**Instructions to follow:**
In the records below, the lines from the one containing "of the asphalt" through the last are to be reproduced exactly and alone.

**Given records:**
# # # # #
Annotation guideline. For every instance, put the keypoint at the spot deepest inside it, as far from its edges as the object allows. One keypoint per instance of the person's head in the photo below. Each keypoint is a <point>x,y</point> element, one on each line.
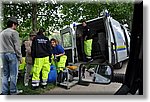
<point>41,31</point>
<point>12,23</point>
<point>32,35</point>
<point>53,42</point>
<point>84,23</point>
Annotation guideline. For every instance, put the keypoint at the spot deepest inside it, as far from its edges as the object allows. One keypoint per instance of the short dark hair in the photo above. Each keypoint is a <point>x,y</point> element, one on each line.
<point>41,31</point>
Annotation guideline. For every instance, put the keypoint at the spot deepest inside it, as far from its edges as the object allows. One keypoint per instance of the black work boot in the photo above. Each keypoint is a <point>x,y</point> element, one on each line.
<point>34,87</point>
<point>43,86</point>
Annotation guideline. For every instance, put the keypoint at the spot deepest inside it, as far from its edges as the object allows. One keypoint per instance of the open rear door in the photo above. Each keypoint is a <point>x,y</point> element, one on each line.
<point>120,42</point>
<point>68,43</point>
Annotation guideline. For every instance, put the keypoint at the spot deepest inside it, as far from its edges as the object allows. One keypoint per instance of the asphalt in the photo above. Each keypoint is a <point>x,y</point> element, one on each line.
<point>92,89</point>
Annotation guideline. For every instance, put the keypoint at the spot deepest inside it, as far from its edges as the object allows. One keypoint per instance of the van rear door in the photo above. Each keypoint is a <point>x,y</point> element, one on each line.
<point>67,39</point>
<point>120,42</point>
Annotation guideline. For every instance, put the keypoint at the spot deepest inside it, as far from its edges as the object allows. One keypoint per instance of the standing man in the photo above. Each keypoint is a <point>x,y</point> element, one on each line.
<point>10,53</point>
<point>87,36</point>
<point>40,52</point>
<point>28,58</point>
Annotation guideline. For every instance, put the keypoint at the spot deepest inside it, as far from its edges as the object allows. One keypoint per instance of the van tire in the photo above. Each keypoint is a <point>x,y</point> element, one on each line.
<point>118,65</point>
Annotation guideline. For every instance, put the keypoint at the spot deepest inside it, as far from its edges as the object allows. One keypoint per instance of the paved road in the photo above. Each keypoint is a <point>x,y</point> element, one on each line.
<point>92,88</point>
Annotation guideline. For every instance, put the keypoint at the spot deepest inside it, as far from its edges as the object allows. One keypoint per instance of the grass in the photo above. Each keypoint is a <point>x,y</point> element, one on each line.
<point>27,89</point>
# # # # #
**Answer area:**
Annotation guideline. For every instance, put the keypoint at the spot deepest inside it, as far from its edges as the object allows. One keypoint per instance of the asphalt in the photo above. Each keypoint is a <point>x,y</point> element, one on each line.
<point>92,89</point>
Annotation guideline. For every instance, put the keypoint at the spot deepest inside it, as far from its edges as the object allows. One keypoint per instance of the van rear door in the photo above. Each keypoint is a <point>x,y</point> element, one on each line.
<point>67,39</point>
<point>120,42</point>
Annotation guideline. For every instance, put the keypoint at the spot deepest inside it, as far from its edges as the object allows. One keypoint per instance of the standing man in the photo above. Each keypoint is a <point>x,y</point> element, one on each line.
<point>10,53</point>
<point>87,36</point>
<point>40,52</point>
<point>28,58</point>
Annotation guideline. For every instance, put the keypoint at the spot deepest inside it, as far from its edges as the object allows. One keypoint per instance of the van tire in the photo above. Each keypoint is a <point>x,y</point> element, one on each line.
<point>118,65</point>
Annotation guideline. For every instance, put the keypoint at the spot deepest inside it, as far from its edges as the object allows. One keypoint per instance of the paved road in the photo above. Each keypoint is a <point>x,y</point> element, one on each line.
<point>92,88</point>
Annotation guideline. For every instance, put the keypoint at the spot deepest inside it, as far from its edges as the object allows. One keypoint per instance of the grass in the photo above. Each keypoint is a <point>x,y</point> element, one on each line.
<point>27,89</point>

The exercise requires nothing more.